### Supplied text

Choose ClamsHFPromptableApp over plain ClamsPromptableApp when your app:

  • wraps a local HuggingFace transformers model loadable via from_pretrained(), AND

  • runs the standard chat-template -> model.generate -> batch_decode inference pipeline (every modern instruct-tuned VLM/LLM in HF), AND

  • doesn’t need bespoke pixel-value preprocessing or vision-token stitching at inference time.

If your app uses a remote API instead (OpenAI, Anthropic, etc.), or a non-HF local backend, inherit from ClamsPromptableApp directly and implement generate() yourself.

Declaring an HF promptable app

On top of the baseline declaration shared by every promptable app (see Declaring a promptable app), a ClamsHFPromptableApp subclass:

  1. Uses ClamsHFPromptableApp (not ClamsPromptableApp) as the base class in app.py.

  2. Declares the required class attribute MODEL_CLS and any optional dtype / padding / kwargs hints (see Class-attribute hooks for the full list).

  3. Sets analyzer_versions={<hf-id>: <commit-hash>, ...} on the AppMetadata constructor call in metadata.py (replaces the singular analyzer_version for HF apps).

  4. Calls ClamsHFPromptableApp.inject_promptable_parameters (the HF override of the plain helper) at the end of appmetadata(). The scaffold metadata.py contains a commented-out HF block; uncomment it.

  5. Inherits the base class’s generate() implementation; no override needed.

For a minimal worked example, see the class docstring on ClamsHFPromptableApp.

Class-attribute hooks

Concrete subclasses declare the model class plus optional dtype / padding hints via class attributes, and declare the family of supported model variants (with pinned commits) via analyzer_versions in metadata.py:

Attribute

Meaning

Required

MODEL_CLS

transformers model class (e.g. AutoModelForImageTextToText, AutoModelForCausalLM).

yes

PROCESSOR_CLS

Processor / tokenizer / feature-extractor class. Defaults to AutoProcessor.

no

DTYPE

Torch dtype for the model and for pixel_values casting in generate(). E.g. torch.bfloat16 for low-precision LLM inference.

no

PADDING_SIDE

Tokenizer padding side. 'left' for decoder-only batched generation; leave unset otherwise.

no

MODEL_KWARGS / PROCESSOR_KWARGS

Extra kwargs forwarded to the respective from_pretrained() calls (e.g. trust_remote_code=True).

no

The HF model identifiers themselves are NOT a class attribute. They live in metadata.py as analyzer_versions, a Dict[str, str] mapping each supported model id to its pinned commit hash. The SDK auto-derives a model runtime parameter from this dict, with choices set to the dict keys.

### Records supplied
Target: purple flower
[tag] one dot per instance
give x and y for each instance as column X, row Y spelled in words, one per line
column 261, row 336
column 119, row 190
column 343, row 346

### Problems to work on
**A)** From the ClamsHFPromptableApp text's class-attribute table, list every attribute marked as not required.
**B)** Write the next part of the ClamsHFPromptableApp text, picking up after its final sentence.
The items were taken from a different source than the text about ClamsHFPromptableApp.

### Responses to the tasks
**A)** PROCESSOR_CLS, DTYPE, PADDING_SIDE, MODEL_KWARGS, PROCESSOR_KWARGS

**B)**
Family / singleton handling

When analyzer_versions contains a single entry (the typical single-model app), the SDK eagerly pre-loads that one model in __init__ and sets model.default to the only key so callers can omit the parameter. Single-model apps thus preserve warm-start semantics: the model is loaded at app startup, not on first request.

When analyzer_versions contains multiple entries (a family app), loading is deferred until the first load_model() call inside _annotate, and model has no default by default; callers must pick a family member explicitly (or the dev mutates model.default post-injection to provide a recommended pick). Loaded models are cached per (model_id, revision) for the lifetime of the app instance; switching models loads on first miss, cache-hits on repeat.

Reproducibility: model refinement and view metadata

The user-facing model parameter accepts raw HF model ids (org/repo-name). The SDK’s _refine_params() expands the raw value to org/repo-name@<revision> form (using the dict lookup) during parameter refinement. The standard sign_view flow then stamps:

  • the raw user choice into view.metadata.parameters['model'] (transparency: what the user typed),

  • the resolved org/repo-name@<revision> into view.metadata.appConfiguration['model'] (reproducibility: the exact commit applied).

A consumer of the output MMIF can read the resolved revision directly from the view metadata, with no cross-reference to the app metadata required.

What the base class provides

A subclass typically only writes _annotate(). The base class supplies:

See each method’s docstring for full details.

Apps using the HF backend (with or without the promptable wrapper) must install the [hf] extra: pip install clams-python[hf].